*** Exercise passage ***
Moxibustion

Moxa involves the use of a herb called mugwort, applied either directly or indirectly to the skin to stimulate the channels through its warming qualities. The pounded dried leaves of the herb are used to form a high quality golden coloured compound. This can be used in many forms including small cones, tiny half rice grain pieces and larger round balls that are placed on the handle of the needle.

The heat from this herb is warming, soothing and extremely relaxing. It is very effective for releasing tightness in the muscles, relaxing tension and invigorating the flow of qi.

Warm Bamboo

Ontake  Warm Bamboo is a moxibustion technique with two additional components: pressure and rhythm. A short piece of bamboo is filled with moxa wool. When the moxa is ignited, the bamboo gets warm and can be applied to the skin. The bamboo can be held, tapped, pressed or rolled rhythmically along the acupuncture channels and on specific points. These techniques can be applied rhythmically at specific frequencies that have been shown to resonate with each of the meridians.  This rhythmic application of heat is extremely relaxing and can be used for stress relief, to soften tight muscles, relieve pain, and improve the movement and function of qi and blood. 

Auricular Acupuncture

The ear is a micro-system reflecting in miniature, the entire human body. Each part of the body has a corresponding auricular point or area. These points reflect the physiological or pathological state of the body and can be stimulated to regulate dysfunction of their corresponding body part. Auricular therapy can be used on its own, using point prescriptions to address particular conditions. It can also be used to complement and reinforce a standard acupuncture treatment.
*** End of Exercise passage ***
__How to complete this task__.
Please continue the text on moxibustion and auricular acupuncture, starting right after its final sentence. The material after this point is unrelated to the text on moxibustion and auricular acupuncture.
*** Information provided ***
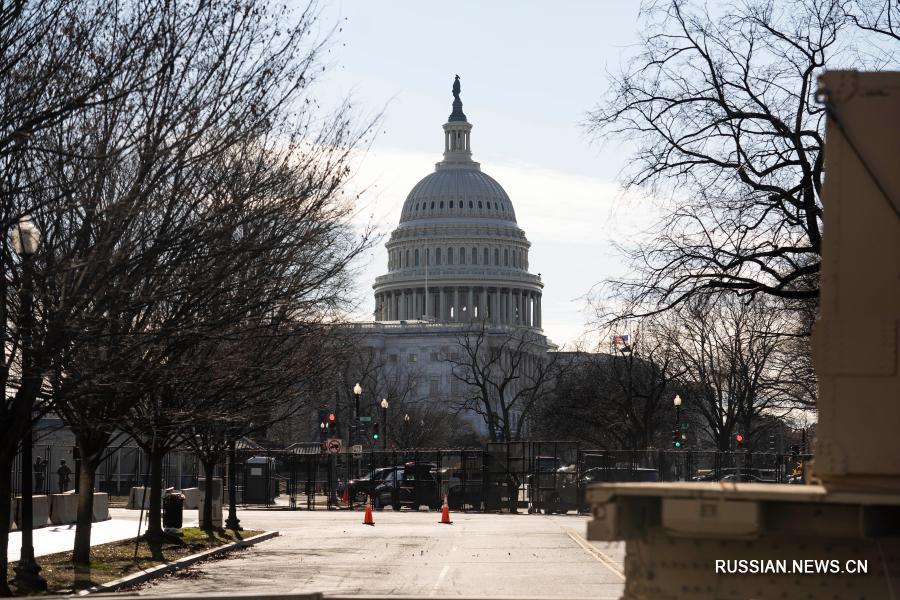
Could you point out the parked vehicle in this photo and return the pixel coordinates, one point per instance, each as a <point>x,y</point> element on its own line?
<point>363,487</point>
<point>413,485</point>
*** End of Information provided ***
__Response below__.
Cupping

Cupping involves placing special suction cups on the skin. It helps to increase qi (energy) flow and is therefore effective in releasing tight muscles and is especially helpful for tension and stiffness in the back and shoulder area.

Sotai and Channel Stretching Exercises

“to become free of pain, one must move away from pain towards comfort.”

Keizo Hashimoto

Taiso means exercise in Japanese. Sotai is the same two characters reversed, So meaning to work or manipulate (as in a puppet), and Tai meaning body. Sotai therefore means manipulation or movement for the purpose of restoring or maintaining health.

Sotai are a series of exercises that are used to bring about structural realignment and are therefore particularly helpful for the musculoskeletal system. Together with channel stretching exercises, they can dramatically release restrictions in range of movement and improve structural imbalances. Tight muscles impair qi (energy) flow. Distortion in the body’s musculature can also affect the internal organs and vice versa.